Curry Smugglers is rewriting the story of South Asian snacks, one pakora at a time. Founders Ruby and Steve aren’t just selling food; they’re bottling childhood rituals, family kitchen chaos, and the unmistakable swagger of a culture that’s as heartfelt as it is hilarious. In this conversation, they share the real stories behind their name, the flavours they refuse to dilute, and the challenges of scaling recipes without losing their soul. This is nostalgia with modern swagger and a reminder that sometimes the best ideas are the ones you smuggle home in your suitcase.

What were your earliest memories of desi snacks?

Curry Smugglers is such a bold name! What’s the story behind it?

For both of us, desi snacks were just life, not a separate food group, not something saved for special occasions, but woven into everyday rituals. Our earliest memories aren’t of opening a shop-bought packet, they’re of moments. Ruby remembers her mum frying pakoras with the back door wide open so the house didn’t fill with steam. Steve remembers the same chakli tin appearing every Diwali, except it wasn’t a chakli tin, it was an old Quality Street box full of perfectly crisp spirals, lovingly rationed so it didn’t disappear in one go.

Requirement 1: List the three things the founders share in the conversation, according to the introduction of the Curry Smugglers interview.
Requirement 2: Carry on the Curry Smugglers interview from its final sentence.
The rows come from a separate source.

Provided material:
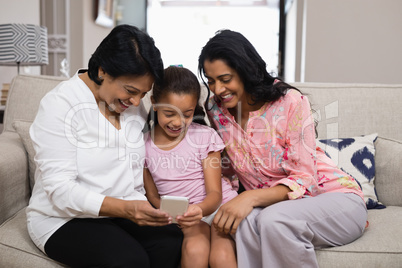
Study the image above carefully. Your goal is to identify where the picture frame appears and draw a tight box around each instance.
[94,0,114,28]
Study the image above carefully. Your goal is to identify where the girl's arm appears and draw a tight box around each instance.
[177,152,222,227]
[144,168,161,208]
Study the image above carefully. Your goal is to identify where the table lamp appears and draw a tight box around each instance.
[0,23,49,74]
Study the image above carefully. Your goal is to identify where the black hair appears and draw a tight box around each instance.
[147,66,207,129]
[88,25,163,85]
[198,29,318,136]
[198,30,297,104]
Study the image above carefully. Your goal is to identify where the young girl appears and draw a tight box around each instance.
[144,66,237,268]
[198,30,367,267]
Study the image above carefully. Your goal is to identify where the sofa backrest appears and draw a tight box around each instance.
[292,83,402,141]
[292,83,402,206]
[4,75,66,131]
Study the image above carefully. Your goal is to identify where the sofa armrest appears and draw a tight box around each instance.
[0,131,31,224]
[374,137,402,206]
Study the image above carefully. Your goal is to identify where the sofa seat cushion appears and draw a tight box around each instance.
[0,208,64,268]
[316,206,402,268]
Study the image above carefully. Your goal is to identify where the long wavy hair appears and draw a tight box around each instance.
[198,30,298,105]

Exercise response 1:
- The real stories behind their name
- The flavours they refuse to dilute
- The challenges of scaling recipes without losing their soul

Exercise response 2:
There was always a tub of Bombay mix somewhere.

At weddings, parties, family functions, it was the snack you snuck into your palm while pretending to help set the table. And there was no such thing as a ‘serving size’. Just a handful here, a pinch there, all the while being told “Bas, don’t spoil your appetite!” These snacks are part of our cultural fabric. When we make them now, it’s not just about flavour, it’s about bottling that whole world and passing it on.

We knew from day one we didn’t want to blend in. Curry Smugglers had to feel cheeky like a wink across the departure lounge. The name actually came out of a real moment: we were coming back from India, bags overloaded with snacks and spice packets, and a customs officer at Heathrow looked at our suitcase, raised an eyebrow and said, “What’s in here then… curry?”

We laughed, but it hit us, this was the experience of so many

families like ours.

Our mums, aunties and uncles did smuggle food, achar wrapped in cling film, mithai boxes sealed in layers of tape, chakli packed into old biscuit tins. It was love in luggage form. And we wanted to celebrate that. So no, we’re not literal smugglers but we are smuggling something just as bold: the soul of South Asian food culture into places it’s been missing for too long. Onto supermarket shelves, into craft snack boxes, into people’s lives in a way that’s modern, exciting, and full of flavour.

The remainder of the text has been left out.